Entries provided below:

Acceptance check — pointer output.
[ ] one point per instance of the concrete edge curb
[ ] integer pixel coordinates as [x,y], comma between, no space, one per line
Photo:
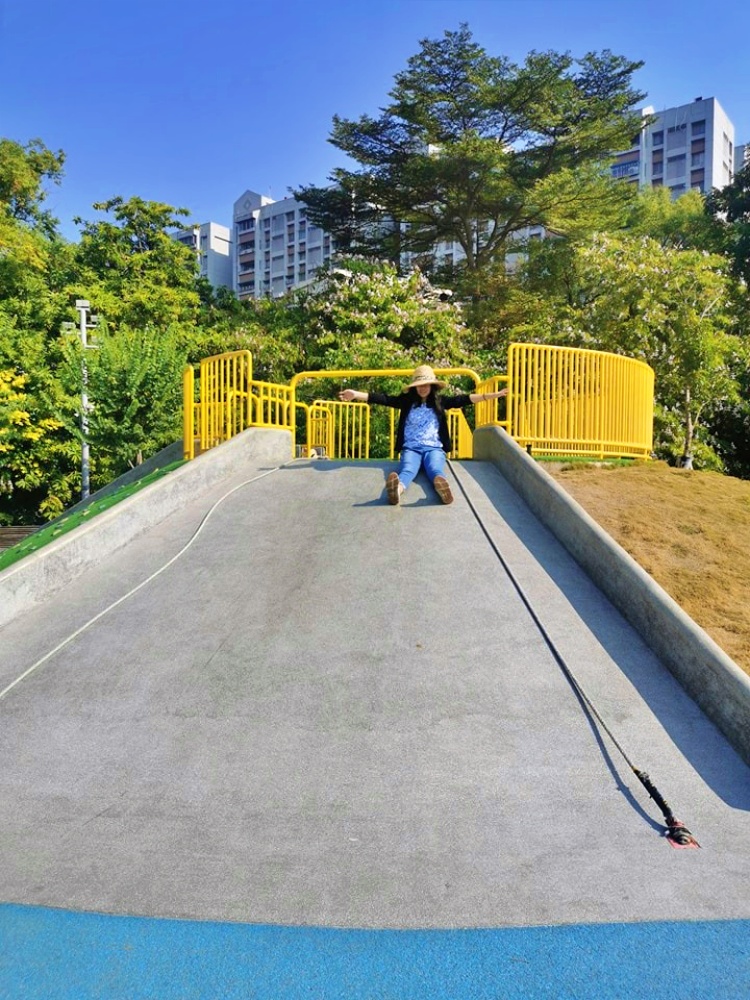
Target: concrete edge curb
[31,580]
[711,678]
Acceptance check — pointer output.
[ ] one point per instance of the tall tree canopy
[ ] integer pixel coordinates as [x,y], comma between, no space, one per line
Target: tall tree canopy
[131,268]
[730,206]
[474,149]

End of Entries provided.

Repeat the records exactly but leave out the images.

Acceptance check — pointer output.
[ ] one point per instance of the concrete edge curb
[ ] integer pixel coordinates as [x,y], comma between, no space, one per line
Photo:
Target: concrete edge curb
[31,580]
[711,678]
Acceptance check — pointer output.
[ ] one point per instance of the tall tree canopy
[ ] integer pixel coordinates as [x,y], comma between, no space, one per line
Target: tall tree canopy
[131,268]
[730,206]
[474,149]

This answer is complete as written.